··· SOURCE TEXT ···

What I Learned About Disability and Infanticide from Peter Singer, by Katie Booth

Illustration from A System of Midwifery, Including the Diseases of Pregnancy and the Puerperal State, 1875 by Leishman & Parry, public domain via Wikimedia Commons

In the 1970s, the Australian moral philosopher Peter Singer, perhaps best-known for his book Animal Liberation (1975), began to argue that it is ethical to give parents the option (in consultation with doctors) to euthanise infants with disabilities. He mostly, but not exclusively, discussed severe forms of disabilities such as spina bifida or anencephaly. In Practical Ethics (1979), Singer explains that the value of a life should be based on traits such as rationality, autonomy and self-consciousness. ‘Defective infants lack these characteristics,’ he wrote. ‘Killing them, therefore, cannot be equated with killing normal human beings, or any other self-conscious beings.’

The thought of killing disabled babies is especially dangerous because the concept of disability often functions as a mere cloak, thrown over much uglier hatreds. In ‘Disability and the Justification of Inequality in American History’ (2001), the historian Douglas Baynton points out that African-American enslavement was justified through disability models: there was a supposition that African Americans suffered from a number of medical conditions that were understood to make them unable to care for themselves. Until 1973, homosexuality was a psychological disorder justified in the Diagnostic and Statistical Manual of Mental Disorders; the current edition, the DSM-5, still considers transgender people disabled.

Singer generally frames severe physical disabilities through a medical lens. His ideas chafe against models of the disabled as a minority group. To Singer, severe disability is more a problem to be solved than a difference to be embraced and accommodated.

For years, I thought Singer was morally bankrupt. I grew up in a family with hereditary deafness, and though deafness is far from the type of disability that Singer was focusing on (with some arguing that it’s not a disability at all), I still recognised an idea that the disability community has faced for centuries: that people with disabilities are fundamentally less entitled to their rights – even their lives. Singer’s ideas stood in opposition to my core belief that the disabled body is created largely through a lack of accommodation, and that people with disabilities are different perhaps, but not less.

···

#### PROBLEM SET:
**A)** In the essay on Peter Singer and disability, rewrite the part from "Singer generally frames" to "embraced and accommodated.", swapping "a medical lens" for "a clinical lens".
**B)** Summarize the essay on Peter Singer and disability in three sentences.

··· EXCERPTED RECORDS ···

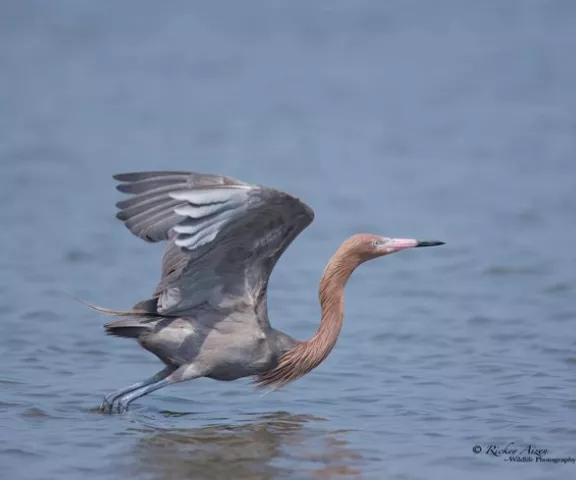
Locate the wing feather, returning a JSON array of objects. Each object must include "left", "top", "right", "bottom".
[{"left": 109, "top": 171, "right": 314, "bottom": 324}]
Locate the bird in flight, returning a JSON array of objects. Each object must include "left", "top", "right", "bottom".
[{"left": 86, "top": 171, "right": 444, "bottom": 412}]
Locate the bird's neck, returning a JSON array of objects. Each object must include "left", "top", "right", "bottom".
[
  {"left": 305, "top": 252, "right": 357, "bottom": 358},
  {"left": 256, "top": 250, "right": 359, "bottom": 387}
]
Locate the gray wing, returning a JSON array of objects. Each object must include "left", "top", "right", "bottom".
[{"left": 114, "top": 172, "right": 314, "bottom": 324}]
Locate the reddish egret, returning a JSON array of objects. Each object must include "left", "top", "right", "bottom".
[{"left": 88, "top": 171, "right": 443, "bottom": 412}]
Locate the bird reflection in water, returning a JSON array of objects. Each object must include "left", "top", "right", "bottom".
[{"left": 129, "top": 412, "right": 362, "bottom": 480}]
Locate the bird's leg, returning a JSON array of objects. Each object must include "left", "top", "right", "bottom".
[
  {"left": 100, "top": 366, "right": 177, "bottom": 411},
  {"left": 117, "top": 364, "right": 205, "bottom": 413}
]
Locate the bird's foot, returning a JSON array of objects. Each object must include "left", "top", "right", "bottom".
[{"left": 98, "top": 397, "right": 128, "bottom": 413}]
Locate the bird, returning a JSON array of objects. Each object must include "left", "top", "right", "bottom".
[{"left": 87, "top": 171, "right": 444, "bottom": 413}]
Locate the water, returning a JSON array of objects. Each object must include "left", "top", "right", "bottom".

···

#### SOLUTIONS BY TASK:
**A)**
Singer generally frames severe physical disabilities through a clinical lens. His ideas chafe against models of the disabled as a minority group. To Singer, severe disability is more a problem to be solved than a difference to be embraced and accommodated.

**B)** Starting in the 1970s, Peter Singer argued that parents, in consultation with doctors, should have the option to euthanize infants with disabilities, because he held that such infants lack traits like rationality, autonomy and self-consciousness, on which he bases the value of a life. The author calls this idea especially dangerous because disability has often served as a cover for uglier hatreds, as when it was used to justify African-American enslavement, and notes that Singer treats severe disability as a problem to be solved rather than a difference to be accommodated. Having grown up in a family with hereditary deafness, the author long thought Singer morally bankrupt, since his views opposed the author's belief that people with disabilities are different but not less.